On Thursday my hand doctor decided it was time to pull the pins out of my wrist. I have to describe the process to you, so skip this paragraph if you are squeamish. They took a pair of sterilized pliers and grabbed the end of the metal (which was sticking out of my wrist) and pulled the two pins out, one by one. They were both about two inches long. It felt great to get rid of the hunks of metal sticking out of my hand. The bonus is now I won’t beep if I go through a metal detector at the airport. More importantly, I think I’m probably about two weeks away from returning to action on the court, so I’m excited to renew practicing with my teammates.
Thursday was a big day, as I helped out at a Timberwolves’ basketball clinic at Jefferson Elementary School in Minneapolis. The team’s community relations department sets up a number of events around town and we can help out if it fits into our schedules. Everyone on the team likes to do different things in the community. I especially liked this clinic because at the end, the principal asked me to answer some questions in Spanish from the largely Latino group of students that were gathered for the clinic. I learned Spanish while on a church mission for The Church of Jesus Christ of Latter-day-Saints in Spain from 1994-1996. Doing a clinic like this helps me to keep my language skills polished. It’s been a huge privilege to be involved with basketball over the years and so if I can share some fun drills or stories with kids, I feel like it’s a small way to give back to the game and to the community.

> [Available data]:
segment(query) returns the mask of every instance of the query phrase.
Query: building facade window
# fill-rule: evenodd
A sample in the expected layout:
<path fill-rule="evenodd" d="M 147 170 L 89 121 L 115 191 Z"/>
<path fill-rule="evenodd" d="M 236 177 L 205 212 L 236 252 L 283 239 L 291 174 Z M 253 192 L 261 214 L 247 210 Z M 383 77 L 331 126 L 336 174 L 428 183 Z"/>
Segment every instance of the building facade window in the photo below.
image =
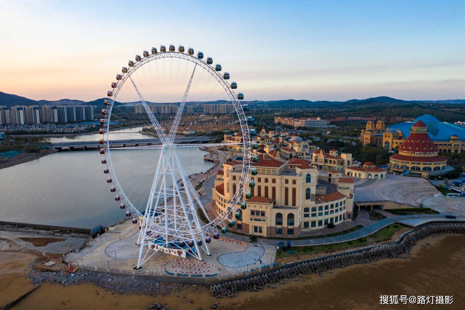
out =
<path fill-rule="evenodd" d="M 289 213 L 287 215 L 287 226 L 294 226 L 294 214 Z"/>
<path fill-rule="evenodd" d="M 305 176 L 305 182 L 306 183 L 311 183 L 312 182 L 312 175 L 310 174 L 307 173 L 307 175 Z"/>
<path fill-rule="evenodd" d="M 276 213 L 275 219 L 276 226 L 283 224 L 283 215 L 281 213 Z"/>

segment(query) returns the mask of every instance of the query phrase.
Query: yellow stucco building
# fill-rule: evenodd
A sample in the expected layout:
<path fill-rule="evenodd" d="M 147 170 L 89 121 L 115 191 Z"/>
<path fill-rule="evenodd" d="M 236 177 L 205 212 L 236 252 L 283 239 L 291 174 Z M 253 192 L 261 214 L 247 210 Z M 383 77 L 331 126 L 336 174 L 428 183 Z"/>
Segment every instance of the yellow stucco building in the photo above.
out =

> [What you need to do]:
1. Duplicate the wrist-pin text from "On Thursday my" up to and including "with my teammates.".
2. Go on with the account of the wrist pins and the basketball clinic, starting after its final sentence.

> [Results of the exercise]:
1.
On Thursday my hand doctor decided it was time to pull the pins out of my wrist. I have to describe the process to you, so skip this paragraph if you are squeamish. They took a pair of sterilized pliers and grabbed the end of the metal (which was sticking out of my wrist) and pulled the two pins out, one by one. They were both about two inches long. It felt great to get rid of the hunks of metal sticking out of my hand. The bonus is now I won’t beep if I go through a metal detector at the airport. More importantly, I think I’m probably about two weeks away from returning to action on the court, so I’m excited to renew practicing with my teammates.

2.
People ask me all the time about life on the road in the NBA. The Timberwolves always put us up in very nice hotels and each of us has his own room with one king size bed. Even though the beds are pretty big, sometimes my legs dangle over the end, or I’ll have to lie diagonally. The only time I have a real problem is when there’s an end board and I can’t stretch out all the way (Imagine what it must be like for KG, Candyman and Erv). If we are on the tail end of a back-to-back and get into a city late, sometimes instead of going over to the arena the next morning for a shoot-around we will have a team breakfast. At those breakfasts, I always know what Wally Szczerbiak is going to eat. He will take a bagel and cut it in half, then hollow out the extra bread on the inside and fill it up with egg whites and a tiny bit of cheese. Then he’ll have one package of instant oatmeal. I keep telling him that I’ll need to follow exactly what he eats because our body fat test is coming up. A big fitness magazine recently put Wally on the cover of it because he has such a great nutrition and workout regimen. I believe Wally, KG and Spree have the lowest body fat percentages on the team. I think they’re all around five percent. We get tested three times during the season.
Last week I went to lunch at an Italian restaurant in the Minneapolis skyway. I must admit that it was probably my first time going through the skyway system during the lunch hour and I couldn’t believe how many people were up there! It felt like NYC! I usually eat at Biagi’s in Eden Prairie and I always call ahead and pick up the food there and then bring it home to eat. My usual is spaghetti and two grilled chicken pieces.
Well, we’ve been losing lately, but sometimes when things look bleak it means there’s sunshine right around the corner. I always remember what Tex Winter used to say. “Everything can turn on a trifle.”